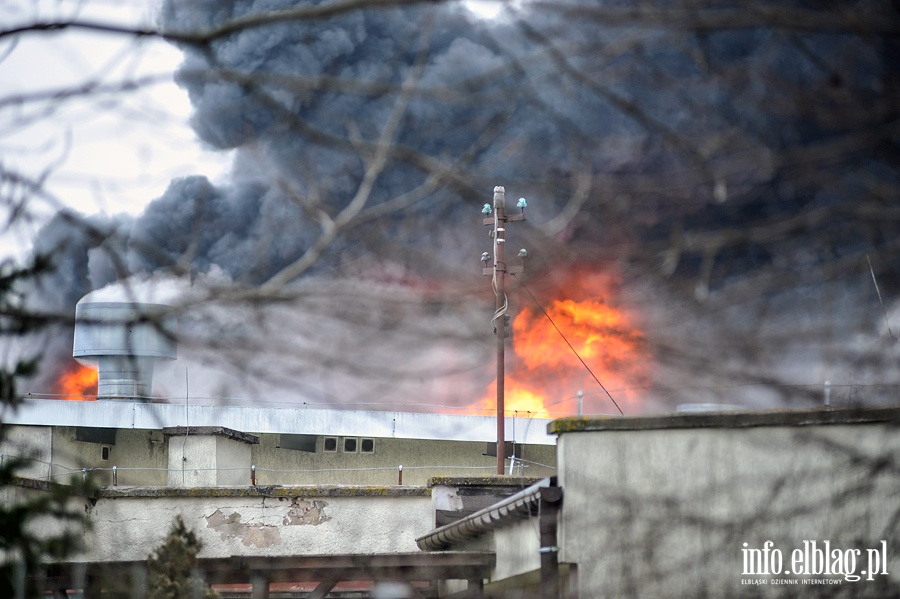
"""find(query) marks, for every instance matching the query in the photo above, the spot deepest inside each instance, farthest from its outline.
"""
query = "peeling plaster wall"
(129, 528)
(666, 512)
(32, 442)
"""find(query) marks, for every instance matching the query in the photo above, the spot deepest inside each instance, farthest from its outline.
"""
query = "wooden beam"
(323, 589)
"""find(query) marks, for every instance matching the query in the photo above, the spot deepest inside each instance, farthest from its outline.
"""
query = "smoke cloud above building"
(731, 173)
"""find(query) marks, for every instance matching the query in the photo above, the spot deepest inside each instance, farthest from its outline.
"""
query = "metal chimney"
(124, 340)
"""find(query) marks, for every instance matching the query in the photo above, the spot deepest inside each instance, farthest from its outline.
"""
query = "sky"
(111, 156)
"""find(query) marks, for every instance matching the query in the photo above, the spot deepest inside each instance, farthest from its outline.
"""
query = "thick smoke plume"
(735, 170)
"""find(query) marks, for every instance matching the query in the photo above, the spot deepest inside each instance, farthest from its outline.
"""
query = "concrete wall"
(241, 521)
(140, 457)
(421, 460)
(128, 524)
(672, 506)
(33, 444)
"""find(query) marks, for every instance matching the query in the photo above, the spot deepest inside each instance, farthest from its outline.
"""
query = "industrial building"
(296, 502)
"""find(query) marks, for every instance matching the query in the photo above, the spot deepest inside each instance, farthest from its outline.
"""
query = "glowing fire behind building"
(77, 382)
(577, 341)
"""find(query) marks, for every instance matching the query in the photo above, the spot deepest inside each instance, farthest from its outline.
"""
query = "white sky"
(111, 154)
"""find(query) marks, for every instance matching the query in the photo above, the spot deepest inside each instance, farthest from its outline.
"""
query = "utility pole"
(497, 218)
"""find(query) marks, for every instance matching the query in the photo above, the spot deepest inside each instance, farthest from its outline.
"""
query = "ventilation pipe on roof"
(124, 340)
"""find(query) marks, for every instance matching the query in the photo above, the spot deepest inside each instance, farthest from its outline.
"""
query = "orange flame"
(544, 374)
(78, 383)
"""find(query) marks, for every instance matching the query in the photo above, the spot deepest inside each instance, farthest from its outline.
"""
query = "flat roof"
(123, 414)
(730, 419)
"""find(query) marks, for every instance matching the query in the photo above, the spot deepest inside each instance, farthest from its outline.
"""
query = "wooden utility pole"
(498, 218)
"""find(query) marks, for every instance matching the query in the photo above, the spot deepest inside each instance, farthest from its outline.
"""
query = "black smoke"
(740, 172)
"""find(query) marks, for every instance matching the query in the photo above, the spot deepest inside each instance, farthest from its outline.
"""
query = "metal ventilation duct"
(124, 340)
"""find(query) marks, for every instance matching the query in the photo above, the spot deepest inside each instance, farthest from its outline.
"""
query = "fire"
(78, 383)
(543, 372)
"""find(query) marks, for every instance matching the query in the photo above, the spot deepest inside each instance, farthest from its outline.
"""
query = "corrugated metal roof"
(258, 420)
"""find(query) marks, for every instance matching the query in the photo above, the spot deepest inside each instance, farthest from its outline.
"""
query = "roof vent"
(124, 340)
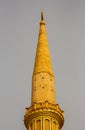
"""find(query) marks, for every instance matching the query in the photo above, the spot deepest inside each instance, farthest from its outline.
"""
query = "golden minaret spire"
(44, 113)
(43, 77)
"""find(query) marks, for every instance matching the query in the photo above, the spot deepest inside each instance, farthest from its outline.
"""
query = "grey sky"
(19, 28)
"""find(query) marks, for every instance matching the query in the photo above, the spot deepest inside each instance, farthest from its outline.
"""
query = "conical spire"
(42, 60)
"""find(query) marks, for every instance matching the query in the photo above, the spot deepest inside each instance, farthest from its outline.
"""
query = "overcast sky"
(19, 28)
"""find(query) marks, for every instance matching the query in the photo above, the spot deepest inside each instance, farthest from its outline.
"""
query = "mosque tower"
(44, 113)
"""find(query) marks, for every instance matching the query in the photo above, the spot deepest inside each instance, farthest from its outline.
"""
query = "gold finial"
(42, 16)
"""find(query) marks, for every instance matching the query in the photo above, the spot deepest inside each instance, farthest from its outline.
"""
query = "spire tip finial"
(42, 16)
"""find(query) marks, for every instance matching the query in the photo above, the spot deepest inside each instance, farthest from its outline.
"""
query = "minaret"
(44, 113)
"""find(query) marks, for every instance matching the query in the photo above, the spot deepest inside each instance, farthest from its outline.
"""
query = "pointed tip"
(42, 16)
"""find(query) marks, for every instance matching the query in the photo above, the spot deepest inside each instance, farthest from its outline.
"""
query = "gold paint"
(43, 113)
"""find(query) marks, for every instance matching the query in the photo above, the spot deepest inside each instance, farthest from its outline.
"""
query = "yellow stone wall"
(43, 123)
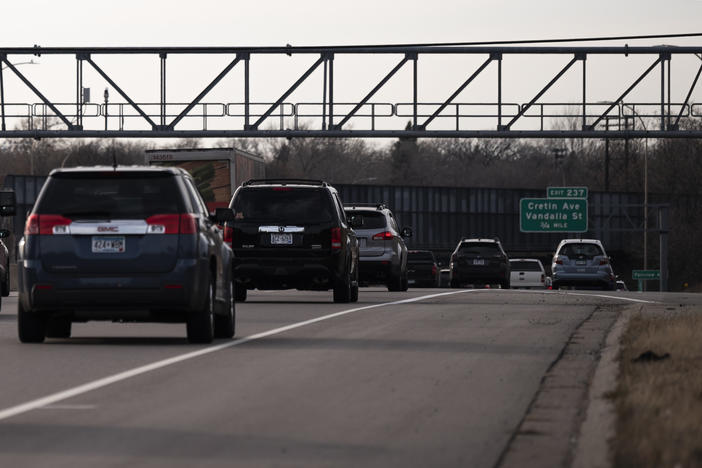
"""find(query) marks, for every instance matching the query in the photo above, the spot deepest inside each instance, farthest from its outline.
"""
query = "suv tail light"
(185, 223)
(228, 234)
(387, 235)
(336, 238)
(46, 224)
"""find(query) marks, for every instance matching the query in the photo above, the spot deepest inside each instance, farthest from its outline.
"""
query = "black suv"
(292, 233)
(124, 244)
(383, 254)
(479, 262)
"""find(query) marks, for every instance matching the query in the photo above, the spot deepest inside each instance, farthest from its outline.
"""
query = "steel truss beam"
(332, 123)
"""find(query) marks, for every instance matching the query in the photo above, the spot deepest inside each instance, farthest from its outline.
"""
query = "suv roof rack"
(377, 206)
(321, 183)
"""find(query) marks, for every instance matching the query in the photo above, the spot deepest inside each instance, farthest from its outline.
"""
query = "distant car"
(123, 244)
(479, 262)
(527, 273)
(422, 269)
(292, 234)
(444, 278)
(582, 263)
(383, 253)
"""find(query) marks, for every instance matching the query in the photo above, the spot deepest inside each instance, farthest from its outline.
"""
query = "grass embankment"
(659, 403)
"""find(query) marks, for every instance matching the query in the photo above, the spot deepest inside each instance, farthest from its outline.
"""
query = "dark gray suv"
(383, 254)
(124, 244)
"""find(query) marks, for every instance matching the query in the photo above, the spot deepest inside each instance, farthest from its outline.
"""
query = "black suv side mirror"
(7, 202)
(223, 215)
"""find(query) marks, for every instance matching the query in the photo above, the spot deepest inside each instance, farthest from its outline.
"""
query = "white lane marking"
(568, 293)
(96, 384)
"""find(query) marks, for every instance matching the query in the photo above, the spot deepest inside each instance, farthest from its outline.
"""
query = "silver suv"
(582, 263)
(383, 254)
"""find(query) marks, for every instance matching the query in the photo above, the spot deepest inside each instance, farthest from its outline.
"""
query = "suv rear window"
(581, 251)
(283, 205)
(420, 256)
(484, 249)
(525, 266)
(111, 195)
(369, 219)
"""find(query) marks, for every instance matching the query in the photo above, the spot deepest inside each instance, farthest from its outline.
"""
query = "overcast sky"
(314, 22)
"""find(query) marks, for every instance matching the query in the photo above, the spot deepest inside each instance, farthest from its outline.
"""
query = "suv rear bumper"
(154, 297)
(316, 273)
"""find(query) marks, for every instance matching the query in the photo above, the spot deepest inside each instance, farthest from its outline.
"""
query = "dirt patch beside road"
(658, 398)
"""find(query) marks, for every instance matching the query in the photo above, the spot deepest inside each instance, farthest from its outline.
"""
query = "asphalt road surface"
(430, 377)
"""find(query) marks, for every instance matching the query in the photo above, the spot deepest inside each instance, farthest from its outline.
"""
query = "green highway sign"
(552, 215)
(646, 274)
(566, 192)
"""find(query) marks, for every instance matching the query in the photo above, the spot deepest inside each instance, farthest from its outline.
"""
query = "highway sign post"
(566, 192)
(553, 215)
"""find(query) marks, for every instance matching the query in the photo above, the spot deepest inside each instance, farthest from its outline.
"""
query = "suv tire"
(58, 327)
(342, 288)
(200, 323)
(31, 326)
(225, 324)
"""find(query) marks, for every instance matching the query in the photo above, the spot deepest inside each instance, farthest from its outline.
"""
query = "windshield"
(521, 265)
(479, 249)
(367, 219)
(110, 195)
(280, 205)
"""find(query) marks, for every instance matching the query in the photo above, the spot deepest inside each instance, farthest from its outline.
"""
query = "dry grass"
(659, 404)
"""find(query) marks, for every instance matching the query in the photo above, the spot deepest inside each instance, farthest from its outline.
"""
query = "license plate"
(104, 244)
(281, 239)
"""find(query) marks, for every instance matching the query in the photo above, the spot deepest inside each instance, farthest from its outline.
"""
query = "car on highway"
(422, 269)
(527, 273)
(582, 263)
(125, 244)
(480, 262)
(383, 253)
(292, 234)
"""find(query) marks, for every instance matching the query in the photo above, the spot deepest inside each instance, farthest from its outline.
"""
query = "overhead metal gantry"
(612, 118)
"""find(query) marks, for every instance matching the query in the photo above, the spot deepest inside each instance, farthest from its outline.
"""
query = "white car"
(527, 273)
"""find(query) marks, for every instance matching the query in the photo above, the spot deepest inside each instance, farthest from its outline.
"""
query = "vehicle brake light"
(387, 235)
(336, 238)
(185, 223)
(46, 224)
(229, 235)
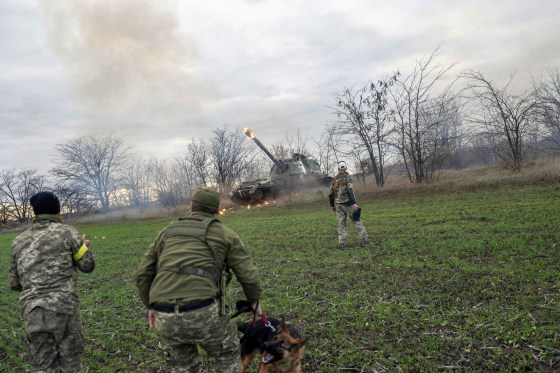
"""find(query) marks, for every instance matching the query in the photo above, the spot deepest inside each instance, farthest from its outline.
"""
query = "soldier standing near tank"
(43, 269)
(343, 203)
(181, 281)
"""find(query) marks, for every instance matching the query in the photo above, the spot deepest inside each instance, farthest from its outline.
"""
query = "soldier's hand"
(257, 308)
(85, 240)
(151, 319)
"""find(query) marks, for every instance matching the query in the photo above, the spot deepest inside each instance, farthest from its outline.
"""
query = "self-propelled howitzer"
(293, 175)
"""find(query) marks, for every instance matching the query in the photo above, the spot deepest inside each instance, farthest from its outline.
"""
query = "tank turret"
(298, 173)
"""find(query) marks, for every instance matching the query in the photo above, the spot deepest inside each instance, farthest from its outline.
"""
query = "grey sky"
(162, 72)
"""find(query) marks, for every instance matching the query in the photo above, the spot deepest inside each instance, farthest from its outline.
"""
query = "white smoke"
(127, 58)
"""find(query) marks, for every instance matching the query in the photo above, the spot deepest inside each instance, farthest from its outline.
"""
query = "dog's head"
(286, 345)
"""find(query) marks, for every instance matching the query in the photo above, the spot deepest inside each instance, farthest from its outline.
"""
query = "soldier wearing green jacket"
(43, 269)
(343, 203)
(179, 281)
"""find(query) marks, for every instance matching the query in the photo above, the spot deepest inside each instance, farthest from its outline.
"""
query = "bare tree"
(188, 177)
(504, 117)
(198, 155)
(330, 148)
(165, 183)
(290, 144)
(228, 156)
(136, 180)
(94, 164)
(422, 103)
(548, 113)
(16, 188)
(365, 115)
(72, 200)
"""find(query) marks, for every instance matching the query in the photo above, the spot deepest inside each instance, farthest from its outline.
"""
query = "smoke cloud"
(127, 58)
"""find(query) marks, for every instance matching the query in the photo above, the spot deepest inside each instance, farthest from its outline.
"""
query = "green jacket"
(158, 278)
(341, 190)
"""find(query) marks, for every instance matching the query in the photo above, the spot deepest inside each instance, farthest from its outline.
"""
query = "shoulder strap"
(197, 227)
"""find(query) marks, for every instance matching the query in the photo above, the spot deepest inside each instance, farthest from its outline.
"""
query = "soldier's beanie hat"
(207, 197)
(45, 203)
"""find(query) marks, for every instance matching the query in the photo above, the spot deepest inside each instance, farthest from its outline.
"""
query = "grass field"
(464, 279)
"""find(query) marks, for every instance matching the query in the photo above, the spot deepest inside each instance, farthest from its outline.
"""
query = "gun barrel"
(252, 136)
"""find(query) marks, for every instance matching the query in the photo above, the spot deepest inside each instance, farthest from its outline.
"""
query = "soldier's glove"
(242, 306)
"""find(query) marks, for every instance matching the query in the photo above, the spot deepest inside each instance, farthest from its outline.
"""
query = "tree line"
(415, 123)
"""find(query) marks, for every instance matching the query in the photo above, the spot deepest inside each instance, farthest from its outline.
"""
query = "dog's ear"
(283, 327)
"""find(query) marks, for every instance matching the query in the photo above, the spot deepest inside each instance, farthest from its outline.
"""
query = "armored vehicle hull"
(294, 175)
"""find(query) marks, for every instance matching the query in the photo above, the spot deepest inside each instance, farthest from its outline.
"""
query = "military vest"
(197, 227)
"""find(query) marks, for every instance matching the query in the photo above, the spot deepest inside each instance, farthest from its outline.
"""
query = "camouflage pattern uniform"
(43, 269)
(341, 193)
(163, 280)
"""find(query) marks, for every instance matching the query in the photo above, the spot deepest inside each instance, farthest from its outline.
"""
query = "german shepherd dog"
(281, 350)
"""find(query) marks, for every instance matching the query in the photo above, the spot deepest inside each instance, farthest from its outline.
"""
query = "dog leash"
(263, 319)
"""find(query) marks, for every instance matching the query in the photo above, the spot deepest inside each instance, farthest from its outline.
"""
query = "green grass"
(456, 281)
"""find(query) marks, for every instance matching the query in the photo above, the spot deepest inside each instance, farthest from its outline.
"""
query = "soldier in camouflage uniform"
(341, 193)
(43, 269)
(179, 282)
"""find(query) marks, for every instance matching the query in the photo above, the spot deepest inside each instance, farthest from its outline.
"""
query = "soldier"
(342, 194)
(180, 280)
(43, 269)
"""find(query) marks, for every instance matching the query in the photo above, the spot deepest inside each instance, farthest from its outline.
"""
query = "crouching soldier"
(179, 280)
(43, 269)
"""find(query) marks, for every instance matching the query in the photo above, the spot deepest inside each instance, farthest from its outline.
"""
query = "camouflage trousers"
(182, 333)
(343, 213)
(55, 341)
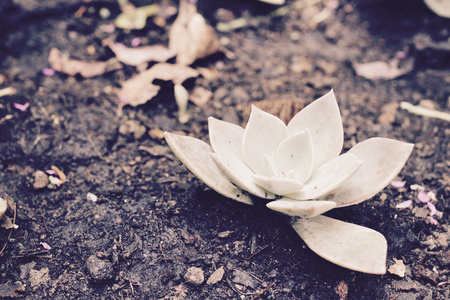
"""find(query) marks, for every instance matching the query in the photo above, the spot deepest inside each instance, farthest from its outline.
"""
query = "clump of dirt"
(151, 220)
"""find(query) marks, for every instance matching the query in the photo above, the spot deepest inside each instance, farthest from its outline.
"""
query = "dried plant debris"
(384, 70)
(140, 55)
(140, 89)
(62, 63)
(10, 289)
(439, 7)
(135, 18)
(190, 37)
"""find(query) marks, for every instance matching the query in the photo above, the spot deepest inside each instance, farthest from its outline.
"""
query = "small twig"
(256, 253)
(259, 293)
(9, 235)
(426, 112)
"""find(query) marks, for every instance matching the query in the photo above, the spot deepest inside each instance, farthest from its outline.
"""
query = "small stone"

◆ ◆ ◆ ◆ ◆ ◆ ◆

§ **Aim**
Count the lines in the rows above that contain the word "highway", and give only the number.

§ **Solution to this task**
3